## Activity
Reproduce word for word the lines between those holding "Target = player's left arm" and "Target = football player in background", inclusive, and nothing else from the data below.

## Dataset content
--- --- ---

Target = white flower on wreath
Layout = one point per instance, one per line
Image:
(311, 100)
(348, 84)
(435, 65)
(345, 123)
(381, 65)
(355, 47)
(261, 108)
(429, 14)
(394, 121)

--- --- ---

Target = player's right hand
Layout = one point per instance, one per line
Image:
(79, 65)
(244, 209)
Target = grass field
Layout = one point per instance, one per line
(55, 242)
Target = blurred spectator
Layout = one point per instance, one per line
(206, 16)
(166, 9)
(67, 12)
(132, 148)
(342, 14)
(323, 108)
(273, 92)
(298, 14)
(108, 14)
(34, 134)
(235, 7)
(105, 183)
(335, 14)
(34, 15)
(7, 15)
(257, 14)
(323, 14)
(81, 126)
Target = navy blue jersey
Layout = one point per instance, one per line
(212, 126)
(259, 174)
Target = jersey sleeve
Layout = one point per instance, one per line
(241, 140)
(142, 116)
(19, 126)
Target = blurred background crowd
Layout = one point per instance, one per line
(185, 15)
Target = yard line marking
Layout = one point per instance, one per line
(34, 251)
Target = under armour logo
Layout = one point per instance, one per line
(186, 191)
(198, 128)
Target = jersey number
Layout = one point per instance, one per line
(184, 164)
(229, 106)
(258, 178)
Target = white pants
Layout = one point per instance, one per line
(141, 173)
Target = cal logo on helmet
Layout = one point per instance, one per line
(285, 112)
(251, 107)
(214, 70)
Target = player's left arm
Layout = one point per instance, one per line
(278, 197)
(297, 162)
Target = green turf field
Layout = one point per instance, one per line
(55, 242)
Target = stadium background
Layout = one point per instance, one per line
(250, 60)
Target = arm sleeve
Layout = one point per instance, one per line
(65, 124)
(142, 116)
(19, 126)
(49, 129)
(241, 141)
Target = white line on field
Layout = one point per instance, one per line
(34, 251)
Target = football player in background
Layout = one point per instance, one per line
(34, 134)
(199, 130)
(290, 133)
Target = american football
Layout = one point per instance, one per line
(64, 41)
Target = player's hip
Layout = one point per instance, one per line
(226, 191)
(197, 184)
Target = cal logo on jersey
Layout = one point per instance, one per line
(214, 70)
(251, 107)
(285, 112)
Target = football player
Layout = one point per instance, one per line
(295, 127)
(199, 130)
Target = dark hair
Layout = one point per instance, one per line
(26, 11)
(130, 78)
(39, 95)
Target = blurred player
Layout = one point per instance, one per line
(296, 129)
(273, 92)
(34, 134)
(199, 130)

--- --- ---

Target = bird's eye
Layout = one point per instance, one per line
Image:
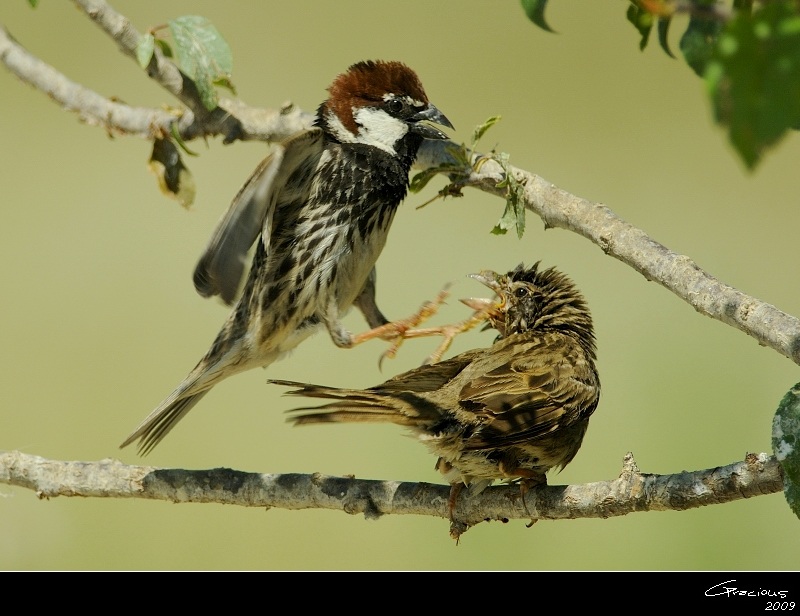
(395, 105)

--- --- ---

## Written answer
Target = player's left arm
Layout = one point per instance, one per line
(278, 197)
(297, 162)
Target = green turf field
Layout = one point per instance, one per line
(55, 242)
Target = stadium background
Layout = one point per instance, one per line
(250, 60)
Target = arm sleeve
Layout = one point per instance, one per line
(65, 124)
(142, 116)
(19, 126)
(49, 129)
(241, 141)
Target = white line on field
Layout = one point per instance, one per line
(34, 251)
Target = football player in background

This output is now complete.